# Activity
When you copy the entries, omit the images and keep every word as it is.

# Material supplied
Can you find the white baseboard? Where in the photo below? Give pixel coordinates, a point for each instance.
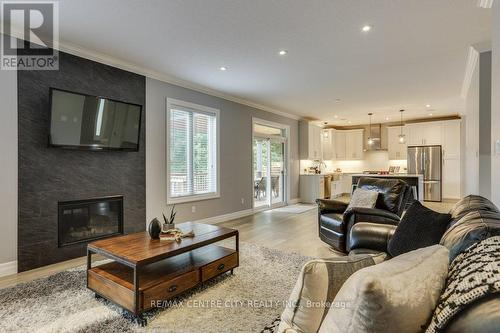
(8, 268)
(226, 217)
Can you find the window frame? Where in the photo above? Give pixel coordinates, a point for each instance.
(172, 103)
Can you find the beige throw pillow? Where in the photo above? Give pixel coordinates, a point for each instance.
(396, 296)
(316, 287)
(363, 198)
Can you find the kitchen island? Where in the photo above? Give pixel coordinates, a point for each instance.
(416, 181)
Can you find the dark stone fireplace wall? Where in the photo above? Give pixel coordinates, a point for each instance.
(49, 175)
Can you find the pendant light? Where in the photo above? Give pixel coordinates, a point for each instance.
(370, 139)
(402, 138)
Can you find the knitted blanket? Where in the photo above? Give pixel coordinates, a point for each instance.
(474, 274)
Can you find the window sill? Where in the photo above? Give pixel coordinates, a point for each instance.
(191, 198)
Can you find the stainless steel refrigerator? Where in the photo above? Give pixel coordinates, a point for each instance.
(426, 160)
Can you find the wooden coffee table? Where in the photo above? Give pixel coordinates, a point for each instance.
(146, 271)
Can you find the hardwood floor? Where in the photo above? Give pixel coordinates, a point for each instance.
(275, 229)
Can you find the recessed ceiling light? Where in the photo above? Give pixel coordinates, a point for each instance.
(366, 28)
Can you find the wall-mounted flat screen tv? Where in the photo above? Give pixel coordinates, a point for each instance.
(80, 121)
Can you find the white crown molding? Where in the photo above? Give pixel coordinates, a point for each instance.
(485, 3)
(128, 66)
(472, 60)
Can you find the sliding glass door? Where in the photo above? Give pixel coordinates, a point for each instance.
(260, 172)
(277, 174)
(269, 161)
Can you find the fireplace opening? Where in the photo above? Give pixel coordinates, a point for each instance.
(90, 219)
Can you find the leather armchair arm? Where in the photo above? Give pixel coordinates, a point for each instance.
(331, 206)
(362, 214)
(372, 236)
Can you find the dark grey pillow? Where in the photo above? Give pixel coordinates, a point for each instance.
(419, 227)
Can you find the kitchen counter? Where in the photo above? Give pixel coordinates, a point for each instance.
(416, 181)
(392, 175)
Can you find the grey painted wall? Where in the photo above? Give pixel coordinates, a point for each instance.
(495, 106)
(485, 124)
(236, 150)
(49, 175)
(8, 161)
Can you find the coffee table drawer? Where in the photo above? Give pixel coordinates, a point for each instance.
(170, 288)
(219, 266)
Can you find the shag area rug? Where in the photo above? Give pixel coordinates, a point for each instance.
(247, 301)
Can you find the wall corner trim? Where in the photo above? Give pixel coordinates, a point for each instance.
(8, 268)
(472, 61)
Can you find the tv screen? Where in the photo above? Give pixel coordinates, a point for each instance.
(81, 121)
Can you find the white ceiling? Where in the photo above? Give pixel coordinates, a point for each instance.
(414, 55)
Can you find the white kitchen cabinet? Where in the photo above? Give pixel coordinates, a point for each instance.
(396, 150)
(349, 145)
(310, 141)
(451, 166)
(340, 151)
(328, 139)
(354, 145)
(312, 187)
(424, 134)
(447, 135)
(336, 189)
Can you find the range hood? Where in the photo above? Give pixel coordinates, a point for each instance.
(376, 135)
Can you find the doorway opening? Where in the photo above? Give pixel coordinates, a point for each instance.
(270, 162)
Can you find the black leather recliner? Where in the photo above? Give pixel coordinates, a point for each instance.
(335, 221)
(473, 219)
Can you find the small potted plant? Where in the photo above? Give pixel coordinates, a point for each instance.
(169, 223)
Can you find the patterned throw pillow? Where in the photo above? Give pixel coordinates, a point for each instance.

# Solution below
Can you find the white baseboard? Where in the photo below? Give pixel coordinates, a point for each instance.
(8, 268)
(226, 217)
Can you find the window frame? Where in the photo above? Give pixel coordinates, a point for each instance.
(172, 103)
Can you find the beige throw pillow? Where in the photo above? Give pixel coordinates, a point for each instance.
(396, 296)
(316, 287)
(363, 198)
Can you find the kitchen island? Where in the photo above? Give pixel coordinates, a point for each instance.
(416, 181)
Can you find the dark stone fireplace wall? Where in the photo above? Give pixel coordinates, a point for each instance.
(49, 175)
Can you find the pendant light? Where in the photo above? Give pixel coordinates, a point for each instance.
(370, 139)
(402, 138)
Can you find the knitted blanket? Where in the photo above? Give pixel coordinates, a point for each instance.
(474, 274)
Can you find the window sill? Where in the photo above? Give pixel coordinates, a point for each instance.
(191, 198)
Can you find the stainless steel refrigerator? Where in the photo above? Give pixel coordinates, a point for each instance.
(426, 160)
Can you find the wooden coffee table? Where in the photo above? Give pixel coordinates, a point for each instance.
(146, 271)
Can you find the hardwood floor? Where in the photo above? Give pixel coordinates, a point for each instance.
(275, 229)
Can you find the recessed ceiling light? Where in the photo above? Give pixel coordinates, a point for each instance.
(366, 28)
Can you find the wall-mounted flat screen tv? Where in the photo above? Give pixel coordinates, a point for each instance.
(80, 121)
Can you find the white crown molding? Where in the photo above? Give pixel coordinates, a point for each instance.
(485, 3)
(128, 66)
(472, 60)
Can you find the sliding glass door? Where in the photo above? Give pixel coordinates, a point for each instance.
(260, 172)
(277, 174)
(269, 161)
Can you find the fireplace opening? Where in the photo above? Give pixel coordinates, a point for each instance.
(90, 219)
Can you find the leather armchair arm? Where in the photo above? Give pixel coordinates, a point for each instance.
(331, 206)
(362, 214)
(372, 236)
Can you find the dark grey pillow? Where in the photo above? Give pixel coordinates, a point for each instance.
(419, 227)
Can you find the kitchen counter? Where in the photo above? Give pixel coordinates, a point for each instance.
(416, 181)
(392, 175)
Can you find the grey painted wall? Where in the photo above? Give pixel coordinates, a point for each instance.
(495, 106)
(485, 124)
(236, 150)
(49, 175)
(8, 161)
Can you find the coffee table drawer? Where in the photo above? Give pixel coordinates, a point for each instance.
(170, 288)
(219, 266)
Can you find the shag area rug? Where in the photo above? Give pixel coordinates, a point for each instance.
(247, 301)
Can you find the wall corner trim? Where in the photo above? Give pixel coordinates, a point for each instance.
(8, 268)
(472, 61)
Can you find the tv screen? Where in the photo above? Give pixel coordinates, a point for each instance.
(81, 121)
Can you find the white ceiling? Where in the photo above? Give pixel coordinates, a point for each instance.
(414, 55)
Can you find the white kitchen cabinet? Where in the photo above? Give pixel coordinates, a point for each instance.
(396, 150)
(349, 145)
(310, 141)
(451, 166)
(340, 151)
(328, 139)
(354, 145)
(312, 187)
(424, 134)
(447, 135)
(336, 189)
Can you find the range hood? Where in the photo above? Give pixel coordinates, a point for each instance.
(376, 135)
Can you find the doorway opening? Where in the photo above? Give pixel coordinates, a point for each instance.
(270, 162)
Can you find the black leather recliner? Where in the photo above? Give pixel coordinates, a point for each instance.
(335, 221)
(473, 219)
Can you find the small potted plant? Where in the photo above? Give pixel coordinates, a point for each instance.
(169, 223)
Can you find the patterned throw pillow? Where in the photo above? Give pixel coordinates, a point for each instance.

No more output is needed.